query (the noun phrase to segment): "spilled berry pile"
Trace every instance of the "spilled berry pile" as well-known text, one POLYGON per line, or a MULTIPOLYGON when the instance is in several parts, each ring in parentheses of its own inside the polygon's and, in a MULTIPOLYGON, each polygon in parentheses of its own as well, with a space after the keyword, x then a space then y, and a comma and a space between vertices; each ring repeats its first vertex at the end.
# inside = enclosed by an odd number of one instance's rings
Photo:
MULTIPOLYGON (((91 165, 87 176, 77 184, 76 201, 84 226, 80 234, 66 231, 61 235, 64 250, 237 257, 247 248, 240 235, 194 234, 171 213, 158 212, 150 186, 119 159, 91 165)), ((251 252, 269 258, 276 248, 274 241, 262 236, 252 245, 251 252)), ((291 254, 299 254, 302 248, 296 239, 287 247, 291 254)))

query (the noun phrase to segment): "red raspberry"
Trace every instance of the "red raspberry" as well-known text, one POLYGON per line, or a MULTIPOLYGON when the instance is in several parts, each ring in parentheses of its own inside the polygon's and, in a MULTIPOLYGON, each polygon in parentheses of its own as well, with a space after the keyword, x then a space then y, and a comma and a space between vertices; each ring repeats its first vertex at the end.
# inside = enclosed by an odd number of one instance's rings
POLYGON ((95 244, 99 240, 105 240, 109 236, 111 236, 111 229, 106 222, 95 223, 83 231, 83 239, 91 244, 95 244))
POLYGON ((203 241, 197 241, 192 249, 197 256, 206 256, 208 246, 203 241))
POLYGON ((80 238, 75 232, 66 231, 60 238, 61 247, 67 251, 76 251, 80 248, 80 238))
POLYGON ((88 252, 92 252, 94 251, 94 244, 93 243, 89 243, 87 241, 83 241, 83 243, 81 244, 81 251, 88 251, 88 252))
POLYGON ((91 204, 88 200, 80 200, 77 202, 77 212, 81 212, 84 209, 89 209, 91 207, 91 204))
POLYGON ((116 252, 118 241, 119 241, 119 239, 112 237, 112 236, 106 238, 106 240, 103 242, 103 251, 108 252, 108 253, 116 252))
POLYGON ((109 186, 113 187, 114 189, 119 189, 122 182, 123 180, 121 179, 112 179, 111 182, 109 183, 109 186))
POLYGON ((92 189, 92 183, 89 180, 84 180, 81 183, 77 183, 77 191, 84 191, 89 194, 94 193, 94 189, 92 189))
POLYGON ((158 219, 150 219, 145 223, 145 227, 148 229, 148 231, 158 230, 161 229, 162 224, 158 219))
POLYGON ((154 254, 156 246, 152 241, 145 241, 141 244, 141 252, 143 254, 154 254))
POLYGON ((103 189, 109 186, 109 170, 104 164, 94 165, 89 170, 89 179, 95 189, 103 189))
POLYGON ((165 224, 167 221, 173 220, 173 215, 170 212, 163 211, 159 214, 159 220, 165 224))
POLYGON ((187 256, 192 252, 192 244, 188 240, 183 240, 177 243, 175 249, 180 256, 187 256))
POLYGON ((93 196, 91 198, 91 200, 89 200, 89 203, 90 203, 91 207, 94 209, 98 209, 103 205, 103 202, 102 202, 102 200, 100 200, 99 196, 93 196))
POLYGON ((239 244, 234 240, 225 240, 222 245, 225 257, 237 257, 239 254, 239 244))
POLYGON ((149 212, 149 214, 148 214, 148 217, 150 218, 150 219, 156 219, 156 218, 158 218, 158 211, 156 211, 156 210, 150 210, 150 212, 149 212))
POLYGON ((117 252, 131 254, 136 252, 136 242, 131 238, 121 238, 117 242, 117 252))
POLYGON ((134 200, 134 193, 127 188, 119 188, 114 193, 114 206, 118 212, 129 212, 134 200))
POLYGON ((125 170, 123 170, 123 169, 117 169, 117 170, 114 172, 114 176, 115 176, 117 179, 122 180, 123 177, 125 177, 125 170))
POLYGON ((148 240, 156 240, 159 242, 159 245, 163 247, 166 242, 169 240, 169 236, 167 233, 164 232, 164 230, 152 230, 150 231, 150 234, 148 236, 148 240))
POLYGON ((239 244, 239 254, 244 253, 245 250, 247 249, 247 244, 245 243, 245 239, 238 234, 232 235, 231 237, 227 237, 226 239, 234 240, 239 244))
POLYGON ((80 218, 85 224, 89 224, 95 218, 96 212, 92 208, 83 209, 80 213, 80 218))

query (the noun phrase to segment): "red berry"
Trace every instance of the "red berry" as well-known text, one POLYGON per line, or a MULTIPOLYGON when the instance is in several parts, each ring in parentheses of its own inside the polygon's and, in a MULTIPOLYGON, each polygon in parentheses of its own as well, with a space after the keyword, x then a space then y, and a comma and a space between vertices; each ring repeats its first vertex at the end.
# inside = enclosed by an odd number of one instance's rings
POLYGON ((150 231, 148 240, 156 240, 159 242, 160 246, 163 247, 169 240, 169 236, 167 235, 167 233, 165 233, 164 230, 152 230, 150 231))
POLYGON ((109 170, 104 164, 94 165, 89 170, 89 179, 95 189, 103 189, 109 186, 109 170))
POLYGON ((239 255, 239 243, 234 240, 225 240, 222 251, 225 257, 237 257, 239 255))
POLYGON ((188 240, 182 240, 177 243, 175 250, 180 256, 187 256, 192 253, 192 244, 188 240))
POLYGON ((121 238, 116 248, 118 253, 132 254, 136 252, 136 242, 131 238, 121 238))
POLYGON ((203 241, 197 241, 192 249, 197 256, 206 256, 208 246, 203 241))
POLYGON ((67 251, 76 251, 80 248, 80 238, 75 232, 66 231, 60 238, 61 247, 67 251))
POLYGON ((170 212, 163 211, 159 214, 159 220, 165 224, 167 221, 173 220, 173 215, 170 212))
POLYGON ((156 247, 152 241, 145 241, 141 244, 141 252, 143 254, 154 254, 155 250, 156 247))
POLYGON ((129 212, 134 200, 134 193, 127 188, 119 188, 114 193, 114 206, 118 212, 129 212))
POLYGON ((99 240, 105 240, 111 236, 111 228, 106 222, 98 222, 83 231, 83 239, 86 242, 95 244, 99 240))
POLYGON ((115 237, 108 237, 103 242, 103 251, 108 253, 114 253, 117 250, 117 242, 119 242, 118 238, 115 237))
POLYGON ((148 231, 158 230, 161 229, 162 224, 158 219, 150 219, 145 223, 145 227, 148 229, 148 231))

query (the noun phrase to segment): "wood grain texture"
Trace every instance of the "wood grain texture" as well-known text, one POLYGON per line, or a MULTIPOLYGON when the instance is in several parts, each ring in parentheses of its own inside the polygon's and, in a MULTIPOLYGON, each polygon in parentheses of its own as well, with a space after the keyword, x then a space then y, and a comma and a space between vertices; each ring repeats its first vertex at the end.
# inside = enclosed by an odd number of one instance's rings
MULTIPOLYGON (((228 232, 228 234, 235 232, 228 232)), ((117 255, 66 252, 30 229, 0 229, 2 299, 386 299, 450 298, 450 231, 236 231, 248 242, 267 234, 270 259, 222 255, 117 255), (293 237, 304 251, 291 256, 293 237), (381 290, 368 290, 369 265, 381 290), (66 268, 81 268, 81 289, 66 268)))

····················

Problem to work on
Reproduce the material above exactly; please quote every line of it.

Result for this exercise
query (the noun phrase to segment): "spilled berry pile"
Trace every instance of the "spilled berry pile" as well-known text, one POLYGON per line, or a MULTIPOLYGON when the instance is in several parts, each ring in parentheses of its own inside the polygon's and, in a MULTIPOLYGON, each polygon in parentheses of its own as well, with a space after the keyword, x then a space then y, and a comma and a space between vertices; each ring repeats its first vertex at the end.
# inside = enclosed by an odd number of one instance's rings
Photo:
MULTIPOLYGON (((91 165, 87 176, 77 184, 76 201, 84 226, 80 234, 66 231, 61 235, 64 250, 237 257, 247 248, 240 235, 194 234, 171 213, 158 212, 150 186, 119 159, 91 165)), ((251 252, 269 258, 276 248, 274 241, 262 236, 252 245, 251 252)), ((291 254, 299 254, 302 248, 296 239, 287 247, 291 254)))

query (the noun phrase to segment): "red raspberry"
Trace every instance of the "red raspberry" as well-known text, one POLYGON per line, or a MULTIPOLYGON when the instance is in several parts, each ring in parentheses of its own inside the polygon's and, in a MULTIPOLYGON, each polygon in parentheses of its own as well, with a space after the keyword, x then a space then y, and a comma and a space between vertices; each ring repeats its first vertex at the end.
# inside = enclosed by an odd number of one instance's rings
POLYGON ((95 244, 99 240, 105 240, 109 236, 111 236, 111 229, 106 222, 95 223, 83 231, 83 239, 91 244, 95 244))
POLYGON ((203 241, 197 241, 192 249, 197 256, 206 256, 208 246, 203 241))
POLYGON ((80 238, 75 232, 66 231, 60 238, 61 247, 67 251, 76 251, 80 248, 80 238))
POLYGON ((88 252, 92 252, 94 251, 94 244, 93 243, 89 243, 87 241, 83 241, 83 243, 81 244, 81 251, 88 251, 88 252))
POLYGON ((91 204, 88 200, 80 200, 77 202, 77 212, 81 212, 84 209, 89 209, 91 207, 91 204))
POLYGON ((116 252, 118 241, 119 241, 119 239, 112 237, 112 236, 106 238, 106 240, 103 242, 103 251, 108 252, 108 253, 116 252))
POLYGON ((109 186, 113 187, 114 189, 119 189, 122 182, 123 180, 121 179, 112 179, 111 182, 109 183, 109 186))
POLYGON ((92 189, 92 183, 89 180, 84 180, 81 183, 77 183, 77 191, 84 191, 89 194, 94 193, 94 189, 92 189))
POLYGON ((158 219, 150 219, 145 223, 145 227, 148 229, 148 231, 158 230, 161 229, 162 224, 158 219))
POLYGON ((154 254, 156 246, 152 241, 145 241, 141 244, 141 252, 143 254, 154 254))
POLYGON ((103 189, 109 186, 109 170, 104 164, 94 165, 89 170, 89 179, 95 189, 103 189))
POLYGON ((165 224, 167 221, 173 220, 173 215, 170 212, 163 211, 159 214, 159 220, 165 224))
POLYGON ((187 256, 192 252, 192 244, 188 240, 183 240, 177 243, 175 249, 180 256, 187 256))
POLYGON ((93 196, 91 198, 91 200, 89 200, 89 203, 90 203, 91 207, 94 209, 98 209, 103 205, 103 202, 102 202, 102 200, 100 200, 99 196, 93 196))
POLYGON ((239 244, 234 240, 225 240, 222 245, 225 257, 237 257, 239 254, 239 244))
POLYGON ((149 212, 149 214, 148 214, 148 217, 150 218, 150 219, 156 219, 156 218, 158 218, 158 211, 156 211, 156 210, 150 210, 150 212, 149 212))
POLYGON ((117 252, 131 254, 136 252, 136 242, 131 238, 121 238, 117 242, 117 252))
POLYGON ((134 200, 134 193, 127 188, 119 188, 114 193, 114 206, 118 212, 129 212, 134 200))
POLYGON ((125 170, 123 170, 123 169, 117 169, 117 170, 114 172, 114 176, 115 176, 117 179, 122 180, 123 177, 125 177, 125 170))
POLYGON ((148 240, 156 240, 159 242, 159 245, 163 247, 166 242, 169 240, 169 236, 167 233, 164 232, 164 230, 152 230, 150 231, 150 234, 148 236, 148 240))
POLYGON ((239 244, 239 254, 244 253, 245 250, 247 249, 247 244, 245 243, 245 239, 238 234, 232 235, 231 237, 227 237, 226 239, 234 240, 239 244))
POLYGON ((80 218, 85 224, 89 224, 95 218, 96 212, 92 208, 83 209, 80 213, 80 218))

query (the noun phrase to segment): "red berry"
Trace every instance of the "red berry" as well-known text, one POLYGON per line, or a MULTIPOLYGON when the instance is in several parts, each ring in parentheses of its own inside the polygon's and, in a MULTIPOLYGON, each polygon in parentheses of its own as well, with a space after the keyword, x then a space then y, and a comma and a space between vertices; each ring repeats its first vertex at the end.
# inside = enclosed by an odd number of one instance's rings
POLYGON ((150 231, 148 240, 156 240, 159 242, 160 246, 163 247, 169 240, 169 236, 167 235, 167 233, 165 233, 164 230, 152 230, 150 231))
POLYGON ((109 170, 104 164, 94 165, 89 170, 89 179, 95 189, 103 189, 109 186, 109 170))
POLYGON ((239 255, 239 243, 234 240, 225 240, 222 251, 225 257, 237 257, 239 255))
POLYGON ((188 240, 182 240, 177 243, 175 250, 180 256, 187 256, 192 253, 192 244, 188 240))
POLYGON ((121 238, 116 248, 118 253, 132 254, 136 252, 136 242, 131 238, 121 238))
POLYGON ((203 241, 197 241, 192 249, 197 256, 206 256, 208 246, 203 241))
POLYGON ((67 251, 76 251, 80 248, 80 238, 75 232, 66 231, 60 238, 61 247, 67 251))
POLYGON ((170 212, 163 211, 159 214, 159 220, 165 224, 167 221, 173 220, 173 215, 170 212))
POLYGON ((156 247, 152 241, 145 241, 141 244, 141 252, 143 254, 154 254, 155 250, 156 247))
POLYGON ((129 212, 134 200, 134 193, 127 188, 119 188, 114 193, 114 206, 118 212, 129 212))
POLYGON ((99 240, 105 240, 111 236, 111 228, 106 222, 98 222, 83 231, 83 239, 86 242, 95 244, 99 240))
POLYGON ((115 237, 108 237, 103 242, 103 251, 108 253, 114 253, 117 250, 117 242, 119 242, 118 238, 115 237))
POLYGON ((148 231, 158 230, 161 229, 162 224, 158 219, 150 219, 145 223, 145 227, 148 229, 148 231))

query (the noun phrase to segment): "wood grain texture"
Trace every instance of the "wood grain texture" as well-known text, one POLYGON per line, or a MULTIPOLYGON when the instance is in several parts, each ring in parentheses of its own inside the polygon's and, in a MULTIPOLYGON, each polygon in parentheses of its own as well, with a space after the keyword, x then a space then y, and a comma and a space between vertices; each ring repeats its first vertex at the end.
# inside = enclosed by an odd number of one instance's rings
MULTIPOLYGON (((228 232, 228 234, 235 232, 228 232)), ((117 255, 66 252, 30 229, 0 229, 2 299, 386 299, 450 298, 450 231, 236 231, 248 242, 267 234, 270 259, 222 255, 117 255), (293 237, 304 251, 291 256, 293 237), (381 290, 368 290, 369 265, 381 290), (66 268, 81 268, 81 289, 66 268)))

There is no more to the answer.